• _MATERIAL FOR THIS EXERCISE_
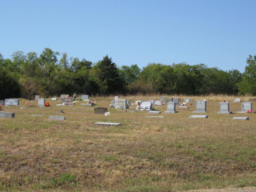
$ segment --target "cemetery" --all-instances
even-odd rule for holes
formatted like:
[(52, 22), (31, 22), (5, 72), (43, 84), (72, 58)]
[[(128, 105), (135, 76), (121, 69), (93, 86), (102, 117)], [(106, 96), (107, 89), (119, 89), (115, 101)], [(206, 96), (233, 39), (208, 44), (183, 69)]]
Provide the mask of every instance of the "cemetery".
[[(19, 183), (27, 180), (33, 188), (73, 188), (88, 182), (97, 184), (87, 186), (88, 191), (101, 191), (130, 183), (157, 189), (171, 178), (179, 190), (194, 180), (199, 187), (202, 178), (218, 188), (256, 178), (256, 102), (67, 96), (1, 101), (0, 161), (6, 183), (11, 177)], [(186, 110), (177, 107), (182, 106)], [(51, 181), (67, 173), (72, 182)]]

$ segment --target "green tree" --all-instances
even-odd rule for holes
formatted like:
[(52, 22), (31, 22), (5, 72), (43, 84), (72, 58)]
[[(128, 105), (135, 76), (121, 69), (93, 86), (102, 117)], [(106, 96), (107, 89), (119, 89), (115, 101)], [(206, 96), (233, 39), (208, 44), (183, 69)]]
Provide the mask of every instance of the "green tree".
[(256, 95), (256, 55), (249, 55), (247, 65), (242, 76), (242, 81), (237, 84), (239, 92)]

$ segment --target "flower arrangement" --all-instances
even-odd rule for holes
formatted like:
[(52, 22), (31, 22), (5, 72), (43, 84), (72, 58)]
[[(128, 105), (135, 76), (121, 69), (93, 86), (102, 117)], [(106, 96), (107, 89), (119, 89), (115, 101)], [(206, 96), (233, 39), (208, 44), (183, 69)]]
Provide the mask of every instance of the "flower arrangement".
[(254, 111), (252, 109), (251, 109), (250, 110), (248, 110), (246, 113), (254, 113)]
* * *
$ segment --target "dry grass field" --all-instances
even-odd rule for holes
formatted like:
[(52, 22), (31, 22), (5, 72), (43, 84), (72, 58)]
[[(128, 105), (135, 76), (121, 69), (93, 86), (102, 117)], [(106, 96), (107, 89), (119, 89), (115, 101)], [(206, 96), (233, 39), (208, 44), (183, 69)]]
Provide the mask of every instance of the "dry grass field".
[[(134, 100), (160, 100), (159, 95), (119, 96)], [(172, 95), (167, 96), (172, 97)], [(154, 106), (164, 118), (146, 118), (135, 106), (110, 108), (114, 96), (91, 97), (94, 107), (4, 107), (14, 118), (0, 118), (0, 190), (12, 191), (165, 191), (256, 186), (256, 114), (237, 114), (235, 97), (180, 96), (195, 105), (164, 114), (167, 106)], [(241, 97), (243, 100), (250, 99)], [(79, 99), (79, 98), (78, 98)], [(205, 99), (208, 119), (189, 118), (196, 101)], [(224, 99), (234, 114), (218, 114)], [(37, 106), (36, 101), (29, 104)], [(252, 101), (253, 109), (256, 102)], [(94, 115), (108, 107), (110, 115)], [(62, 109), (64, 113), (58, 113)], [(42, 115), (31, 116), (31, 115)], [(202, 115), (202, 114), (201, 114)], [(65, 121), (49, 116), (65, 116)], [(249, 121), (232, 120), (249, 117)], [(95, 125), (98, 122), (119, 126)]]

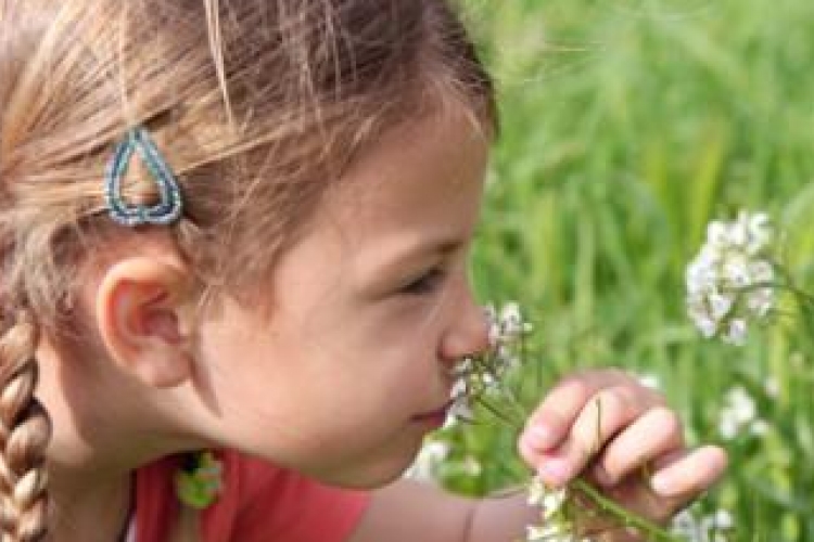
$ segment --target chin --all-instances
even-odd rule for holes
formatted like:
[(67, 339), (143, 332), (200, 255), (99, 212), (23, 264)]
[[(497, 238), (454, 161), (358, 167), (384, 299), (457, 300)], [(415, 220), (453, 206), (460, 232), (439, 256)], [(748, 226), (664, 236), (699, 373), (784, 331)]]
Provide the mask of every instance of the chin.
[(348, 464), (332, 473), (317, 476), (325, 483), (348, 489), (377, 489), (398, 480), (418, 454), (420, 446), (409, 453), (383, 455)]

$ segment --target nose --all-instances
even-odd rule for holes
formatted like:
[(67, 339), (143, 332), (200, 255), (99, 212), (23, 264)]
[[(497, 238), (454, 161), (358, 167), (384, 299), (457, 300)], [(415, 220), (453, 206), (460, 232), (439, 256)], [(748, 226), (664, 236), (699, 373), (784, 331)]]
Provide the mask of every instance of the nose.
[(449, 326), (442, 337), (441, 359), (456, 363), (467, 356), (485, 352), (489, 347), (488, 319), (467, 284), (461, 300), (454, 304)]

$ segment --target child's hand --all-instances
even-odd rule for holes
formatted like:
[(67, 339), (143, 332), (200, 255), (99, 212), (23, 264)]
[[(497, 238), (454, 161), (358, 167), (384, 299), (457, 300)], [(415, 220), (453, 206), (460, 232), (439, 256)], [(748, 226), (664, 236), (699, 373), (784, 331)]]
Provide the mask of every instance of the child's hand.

• _THE EXERCISE_
Give the part of the records that opens with the line containing "--target chin --all-instances" and closes with the line containing "453), (383, 455)]" as a Markdown table with columns Row and Line, one row per line, blank lines omitted.

• _TASK SOLUTION_
| Row | Line |
|---|---|
| 1 | $ segment --target chin --all-instances |
| 2 | even-odd rule for holes |
| 3 | formatted like: |
| 4 | [(67, 339), (143, 332), (200, 255), (99, 212), (23, 264)] |
| 5 | [[(497, 238), (454, 161), (358, 167), (384, 299), (457, 300)], [(415, 220), (453, 206), (460, 232), (439, 256)], [(748, 226), (664, 236), (699, 373), (784, 331)]] |
| 6 | Provide the mask of every instance of the chin. |
| 7 | [(348, 464), (332, 473), (317, 476), (325, 483), (348, 489), (377, 489), (398, 480), (418, 454), (420, 446), (409, 453), (383, 455)] |